◆ **ÉNONCÉ 1**: Dans l'entretien sur l'immobilier neuf lyonnais, relevez les facteurs dont dépend le marché du neuf selon Jean-Jacques Mathias.

◆ **TEXTE À LIRE**:
--------
Immobilier neuf: « le marché n’est pas suffisamment offreur »
Jean-Jacques Mathias, le président du CECIM, évoque avec Lyon Pôle Immo la situation du marché de l’immobilier neuf lyonnais.
On assiste à une baisse des volumes de vente depuis le début de l’année, dans l’ancien comme dans le neuf. Comment voyez-vous évoluer le marché de l’immobilier neuf ?
Dans le marché du neuf, on est dans une problématique différente de l’ancien. Le marché dépend de plusieurs facteurs. Le premier est l’offre disponible sur le marché. Le deuxième facteur est la solvabilité des acteurs en face de cette offre. Après, le troisième facteur est l’ensemble des éléments qui influent positivement ou négativement sur cette demande. A la première question, à savoir si le marché est suffisamment offreur, la réponse est clairement non, pour beaucoup de raisons. Pour l’agglomération lyonnaise, le marché a été alimenté sur les 3-4 dernières années par une offre de grosses opérations d’aménagement qui ont été quantitativement assez importantes. On a eu plusieurs opérations concomitantes qui offraient 400 à 600 logements à chaque fois, ce qui a influé très favorablement sur le marché. Or toutes ces opérations ont vu leur première tranche de commercialisation se terminer et les deuxièmes tranches n’arriveront pas avant début 2012 : on peut notamment penser à Confluence, ou même à la Duchère. Ces premières tranches se sont écoulées à un niveau plutôt meilleur qu’espéré, et il faut le temps mécanique de monter les deuxièmes tranches jusqu’au stade du marché : il faut notamment qu’elles soient administrativement opérationnelles, que les opérateurs aient été choisis, que ces derniers aient eu le temps de monter leurs programmes et les proposer en commercialisation. Or tous ces points-là ne seront pas réglés avant début 2012. Le marché n’est donc alimenté que par une myriade d’opérations en diffus. C’est un vecteur très important d’alimentation, mais comme nous n’assistons plus à des arrivées massives de plusieurs centaines de logements d’un coup, quantitativement, c’est plus difficile. Nous sommes actuellement sur des niveaux globaux de production de l’agglomération beaucoup plus élevés que par le passé : il faut beaucoup plus de logements pour alimenter le marché. Les rythmes d’écoulement des opérations sont en outre très rapides : actuellement, il faut un peu plus de 7 mois pour vendre une opération et bien plus que 12 pour en reconstituer une nouvelle. Or le fait de vendre une opération montée sur plusieurs années en moins d’un an déséquilibre le système, car il faut plus de temps pour la reconstituer que pour l’écouler.
--------
◆ **DONNÉES FOURNIES**:
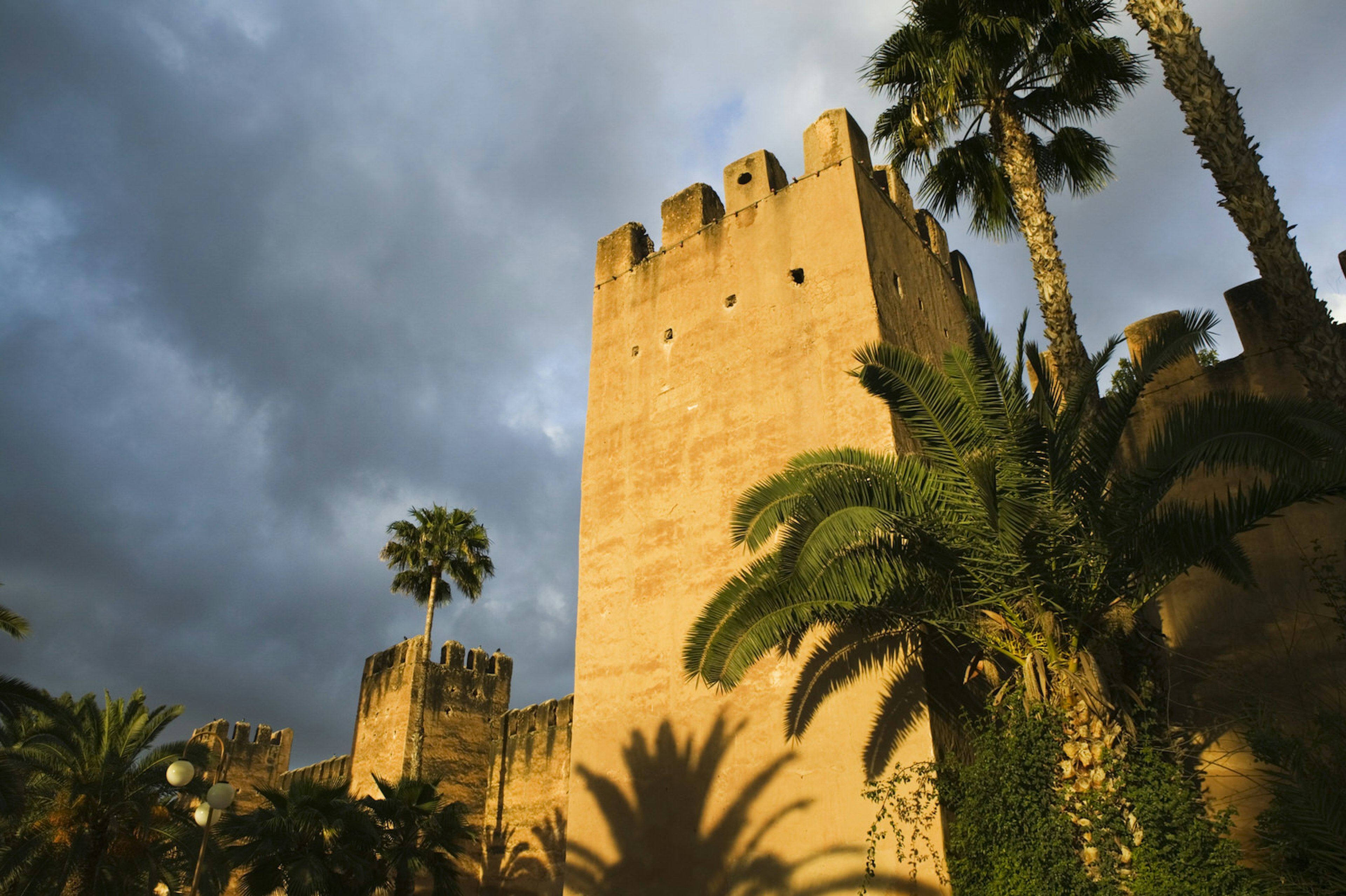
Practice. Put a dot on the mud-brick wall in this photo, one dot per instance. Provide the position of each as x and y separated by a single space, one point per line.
1240 652
251 762
524 837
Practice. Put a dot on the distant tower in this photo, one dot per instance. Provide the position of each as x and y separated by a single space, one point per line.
468 697
714 361
252 762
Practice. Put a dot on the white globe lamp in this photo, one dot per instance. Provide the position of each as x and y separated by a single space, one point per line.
181 773
204 814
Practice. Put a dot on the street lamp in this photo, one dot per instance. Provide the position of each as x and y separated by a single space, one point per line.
219 798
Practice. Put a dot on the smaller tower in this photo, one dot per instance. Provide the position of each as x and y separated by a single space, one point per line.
466 695
251 762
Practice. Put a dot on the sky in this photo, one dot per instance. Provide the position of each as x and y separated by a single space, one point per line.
271 274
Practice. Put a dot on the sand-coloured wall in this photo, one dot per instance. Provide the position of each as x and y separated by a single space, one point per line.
466 692
714 361
1239 653
524 837
251 762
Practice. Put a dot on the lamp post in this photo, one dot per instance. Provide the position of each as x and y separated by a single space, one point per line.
219 798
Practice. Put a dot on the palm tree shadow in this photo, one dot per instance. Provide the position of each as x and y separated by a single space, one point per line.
667 844
519 867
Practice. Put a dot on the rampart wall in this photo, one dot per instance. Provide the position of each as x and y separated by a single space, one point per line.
252 762
1237 654
524 837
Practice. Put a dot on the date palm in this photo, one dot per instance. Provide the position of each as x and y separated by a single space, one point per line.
421 836
310 840
1029 531
434 551
987 99
97 817
1216 124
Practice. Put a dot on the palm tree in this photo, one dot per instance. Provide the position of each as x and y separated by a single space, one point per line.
421 836
1026 529
310 840
970 81
439 543
97 816
1217 127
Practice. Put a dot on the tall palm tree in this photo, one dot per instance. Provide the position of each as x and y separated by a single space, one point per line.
99 817
1216 124
437 543
421 836
310 840
974 83
1027 531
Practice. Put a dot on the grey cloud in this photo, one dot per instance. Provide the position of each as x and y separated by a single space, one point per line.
270 274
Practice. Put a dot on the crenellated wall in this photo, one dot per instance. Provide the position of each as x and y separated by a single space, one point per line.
466 692
524 837
1235 652
252 762
329 772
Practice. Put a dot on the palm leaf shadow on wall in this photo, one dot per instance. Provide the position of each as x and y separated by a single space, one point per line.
667 846
522 867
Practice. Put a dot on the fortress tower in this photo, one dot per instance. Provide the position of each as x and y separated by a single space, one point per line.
715 360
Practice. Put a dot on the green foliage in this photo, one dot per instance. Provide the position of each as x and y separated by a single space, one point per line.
315 840
1048 64
1332 583
438 543
1304 832
1022 535
97 817
1007 832
1206 358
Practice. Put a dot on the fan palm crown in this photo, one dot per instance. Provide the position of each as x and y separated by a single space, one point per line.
435 544
438 543
97 814
422 835
987 100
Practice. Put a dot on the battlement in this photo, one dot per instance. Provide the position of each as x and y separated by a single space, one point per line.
551 713
831 142
329 772
243 735
453 656
252 759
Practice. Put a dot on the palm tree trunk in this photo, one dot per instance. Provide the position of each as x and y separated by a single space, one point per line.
1040 232
419 703
1216 125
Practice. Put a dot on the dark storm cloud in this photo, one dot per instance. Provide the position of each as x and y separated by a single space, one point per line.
270 274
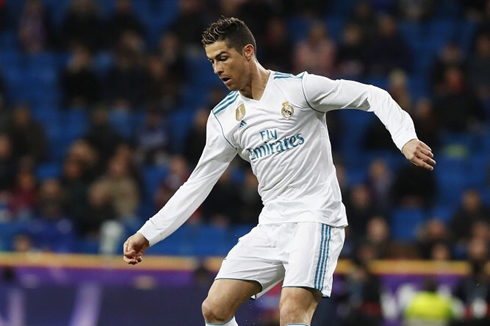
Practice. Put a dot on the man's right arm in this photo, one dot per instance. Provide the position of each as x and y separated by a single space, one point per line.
216 157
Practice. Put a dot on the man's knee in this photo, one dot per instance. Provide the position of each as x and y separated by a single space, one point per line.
213 312
292 313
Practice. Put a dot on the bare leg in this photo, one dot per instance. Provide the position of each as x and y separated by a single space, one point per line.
297 305
225 297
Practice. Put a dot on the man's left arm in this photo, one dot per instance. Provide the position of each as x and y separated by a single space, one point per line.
324 94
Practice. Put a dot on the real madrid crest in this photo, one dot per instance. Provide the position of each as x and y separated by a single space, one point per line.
287 110
240 112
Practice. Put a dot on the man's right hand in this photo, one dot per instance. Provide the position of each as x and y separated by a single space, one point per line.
134 248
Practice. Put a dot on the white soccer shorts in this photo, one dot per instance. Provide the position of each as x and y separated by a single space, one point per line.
302 254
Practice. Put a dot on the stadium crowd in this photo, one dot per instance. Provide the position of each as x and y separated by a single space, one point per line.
87 158
112 70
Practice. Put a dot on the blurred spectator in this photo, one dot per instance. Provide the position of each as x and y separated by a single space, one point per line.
398 89
152 139
98 210
433 234
23 243
425 121
415 10
80 83
126 152
477 251
451 56
189 24
35 30
134 44
54 230
82 25
24 195
170 52
380 182
351 61
220 207
360 208
161 91
121 188
50 202
250 199
441 252
86 155
479 67
276 49
414 187
75 188
428 307
102 135
471 211
195 139
178 174
474 292
361 299
388 50
226 8
376 243
123 19
28 137
317 53
365 17
8 164
256 13
125 79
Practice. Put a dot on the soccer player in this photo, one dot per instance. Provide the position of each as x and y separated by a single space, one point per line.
275 121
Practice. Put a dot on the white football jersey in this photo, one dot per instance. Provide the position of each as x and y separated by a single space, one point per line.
284 136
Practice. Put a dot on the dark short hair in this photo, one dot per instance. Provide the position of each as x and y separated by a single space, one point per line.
233 31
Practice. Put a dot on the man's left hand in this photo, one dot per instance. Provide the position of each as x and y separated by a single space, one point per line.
418 153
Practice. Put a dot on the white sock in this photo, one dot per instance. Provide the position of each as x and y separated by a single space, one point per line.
231 322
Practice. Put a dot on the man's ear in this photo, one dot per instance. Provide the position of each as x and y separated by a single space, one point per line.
248 51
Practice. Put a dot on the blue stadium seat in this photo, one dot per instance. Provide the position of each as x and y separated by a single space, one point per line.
75 124
335 27
405 223
452 179
442 30
466 34
9 58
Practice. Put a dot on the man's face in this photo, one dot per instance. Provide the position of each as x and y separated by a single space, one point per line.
228 64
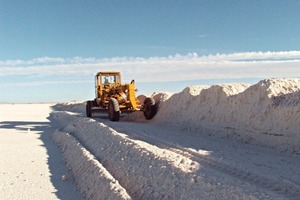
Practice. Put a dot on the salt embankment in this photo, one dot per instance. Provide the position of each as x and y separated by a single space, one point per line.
267 112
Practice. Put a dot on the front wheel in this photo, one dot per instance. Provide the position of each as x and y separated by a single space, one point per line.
150 108
113 110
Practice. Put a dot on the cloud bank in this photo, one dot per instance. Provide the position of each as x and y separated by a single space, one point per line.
162 69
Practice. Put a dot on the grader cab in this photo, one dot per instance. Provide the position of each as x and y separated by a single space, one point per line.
114 97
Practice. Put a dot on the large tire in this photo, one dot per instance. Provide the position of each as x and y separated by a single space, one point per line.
113 110
89 105
150 108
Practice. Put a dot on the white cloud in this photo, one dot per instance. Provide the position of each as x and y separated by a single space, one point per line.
164 69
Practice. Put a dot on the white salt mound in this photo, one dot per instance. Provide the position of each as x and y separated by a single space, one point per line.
267 112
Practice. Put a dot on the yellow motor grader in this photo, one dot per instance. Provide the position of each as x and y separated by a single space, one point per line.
114 97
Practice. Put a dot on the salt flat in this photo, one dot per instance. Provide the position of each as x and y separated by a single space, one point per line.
31 165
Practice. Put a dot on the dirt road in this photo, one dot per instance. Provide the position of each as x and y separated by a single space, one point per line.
31 165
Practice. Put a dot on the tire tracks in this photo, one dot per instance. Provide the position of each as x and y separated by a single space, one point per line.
282 187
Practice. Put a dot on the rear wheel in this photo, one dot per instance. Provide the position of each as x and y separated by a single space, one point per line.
89 105
150 108
113 110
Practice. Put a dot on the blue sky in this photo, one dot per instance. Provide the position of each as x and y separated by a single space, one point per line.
51 49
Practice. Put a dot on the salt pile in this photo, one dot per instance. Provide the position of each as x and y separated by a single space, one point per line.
267 112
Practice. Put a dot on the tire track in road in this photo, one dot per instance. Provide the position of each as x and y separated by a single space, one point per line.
280 187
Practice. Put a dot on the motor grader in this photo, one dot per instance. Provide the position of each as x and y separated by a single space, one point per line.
115 98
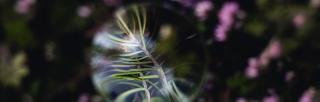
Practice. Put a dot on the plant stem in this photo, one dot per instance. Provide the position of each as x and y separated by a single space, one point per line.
162 75
145 86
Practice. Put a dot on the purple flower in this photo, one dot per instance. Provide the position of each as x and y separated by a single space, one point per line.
307 95
84 98
187 3
202 8
299 20
272 98
84 11
252 70
226 20
24 6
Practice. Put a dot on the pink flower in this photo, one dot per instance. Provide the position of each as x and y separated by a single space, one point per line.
307 95
24 6
84 98
202 8
84 11
272 51
289 76
220 33
112 2
299 20
315 3
226 19
272 98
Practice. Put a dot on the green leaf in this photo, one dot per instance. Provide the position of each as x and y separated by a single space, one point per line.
124 95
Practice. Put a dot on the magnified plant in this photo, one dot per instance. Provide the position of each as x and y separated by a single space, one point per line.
126 60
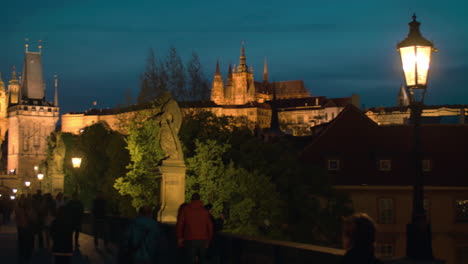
--------
◆ **ÉNONCÉ 2**: Extrayez toutes les lignes qui contiennent le mot « road ».

◆ **CORRIGÉ 1**:
- L'offre disponible sur le marché
- La solvabilité des acteurs en face de cette offre
- L'ensemble des éléments qui influent positivement ou négativement sur cette demande

◆ **CORRIGÉ 2**:
Practice. Put a dot on the dirt road in this photo, one dot per instance. Provide the position of each as x and y separated by a single space, one point per line.
Practice. Put a dot on the tire track in road in this photo, one dot per instance. Provide the position of each as x and y separated by a single space, one point per line.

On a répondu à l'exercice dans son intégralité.